Consigne:
Affichez intégralement, sans la moindre modification, la critique du documentaire consacré à Michel Piccoli.

***** Extrait du texte

L'extravagant monsieur Piccoli d'Yves Jeuland (2017) - ★★★★★★★★☆☆

http://www.arte.tv/fr/videos/057412-000-A/l-extravagant-monsieur-piccoli

Pour revoir "L'extravagant monsieur Piccoli", cliquez sur l'affiche ci-dessus

Après la diffusion hier soir sur l'excellente chaîne culturelle franco-allemande Arte du film de Jacques Rouffio 7 Morts sur Ordonnance, ceux qui fuient habituellement leur écran de télévision mais qui pour une fois ont eu la judicieuse idée de l'allumer pour s'instruire (et non pas s'abrutir) devant un programme intelligent ont pu assister à un très bel hommage rendu à l'immense Michel Piccoli. Âgé aujourd'hui de quatre-vingt onze ans, cet acteur qui se prédestinait avant tout à une carrière de comédien de théâtre s'est surtout fait apprécier du grand public grâce aux innombrables personnages qu'il a incarné au cinéma. Bien que les réalisateurs se soient succédé durant sa très longue carrière débutée en 1945 lorsqu'il interpréta un figurant dans Le Cavalier de Riouclare de Christian-Jaque, on apprend que c'est grâce à ce que l'on nommait encore le petit écran que Michel Piccoli s'est ouvert au grand public avec son interprétation du Dom Juan de Molière dans l'éponyme Dom Juan ou le Festin de pierre. Pas spécialement beau, mais sans doute jamais aussi laid que certains de ses personnages, Michel Piccoli incarnait ici le rôle d'un séducteur. Un personnage qu'il entretiendra jusqu'à l'explosion signée Marco Ferreri, La Grande Bouffe.

**********
***** Extraits de données

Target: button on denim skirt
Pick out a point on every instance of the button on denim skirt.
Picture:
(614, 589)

**********
***** Extraits de données

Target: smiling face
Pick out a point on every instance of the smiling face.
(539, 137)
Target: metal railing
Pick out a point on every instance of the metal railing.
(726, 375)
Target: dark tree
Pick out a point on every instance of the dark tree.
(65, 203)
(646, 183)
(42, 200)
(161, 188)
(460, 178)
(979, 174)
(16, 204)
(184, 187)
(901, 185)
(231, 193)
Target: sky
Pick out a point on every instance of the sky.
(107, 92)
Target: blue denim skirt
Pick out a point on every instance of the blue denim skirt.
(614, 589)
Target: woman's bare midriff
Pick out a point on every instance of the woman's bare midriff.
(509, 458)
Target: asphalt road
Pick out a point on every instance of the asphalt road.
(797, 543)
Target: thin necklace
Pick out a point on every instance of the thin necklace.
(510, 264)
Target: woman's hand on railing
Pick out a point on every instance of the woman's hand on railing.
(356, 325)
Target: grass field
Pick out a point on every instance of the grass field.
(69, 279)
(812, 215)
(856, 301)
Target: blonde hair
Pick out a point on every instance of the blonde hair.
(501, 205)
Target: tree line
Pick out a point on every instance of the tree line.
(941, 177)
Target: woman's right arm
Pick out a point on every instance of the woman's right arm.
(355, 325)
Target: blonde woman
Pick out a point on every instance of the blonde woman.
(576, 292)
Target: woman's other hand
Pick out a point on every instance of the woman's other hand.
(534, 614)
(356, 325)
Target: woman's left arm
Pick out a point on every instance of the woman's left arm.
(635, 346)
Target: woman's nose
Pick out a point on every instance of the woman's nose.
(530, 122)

**********

Réponse au problème:
L'extravagant monsieur Piccoli d'Yves Jeuland (2017) - ★★★★★★★★☆☆

http://www.arte.tv/fr/videos/057412-000-A/l-extravagant-monsieur-piccoli

Pour revoir "L'extravagant monsieur Piccoli", cliquez sur l'affiche ci-dessus

Après la diffusion hier soir sur l'excellente chaîne culturelle franco-allemande Arte du film de Jacques Rouffio 7 Morts sur Ordonnance, ceux qui fuient habituellement leur écran de télévision mais qui pour une fois ont eu la judicieuse idée de l'allumer pour s'instruire (et non pas s'abrutir) devant un programme intelligent ont pu assister à un très bel hommage rendu à l'immense Michel Piccoli. Âgé aujourd'hui de quatre-vingt onze ans, cet acteur qui se prédestinait avant tout à une carrière de comédien de théâtre s'est surtout fait apprécier du grand public grâce aux innombrables personnages qu'il a incarné au cinéma. Bien que les réalisateurs se soient succédé durant sa très longue carrière débutée en 1945 lorsqu'il interpréta un figurant dans Le Cavalier de Riouclare de Christian-Jaque, on apprend que c'est grâce à ce que l'on nommait encore le petit écran que Michel Piccoli s'est ouvert au grand public avec son interprétation du Dom Juan de Molière dans l'éponyme Dom Juan ou le Festin de pierre. Pas spécialement beau, mais sans doute jamais aussi laid que certains de ses personnages, Michel Piccoli incarnait ici le rôle d'un séducteur. Un personnage qu'il entretiendra jusqu'à l'explosion signée Marco Ferreri, La Grande Bouffe.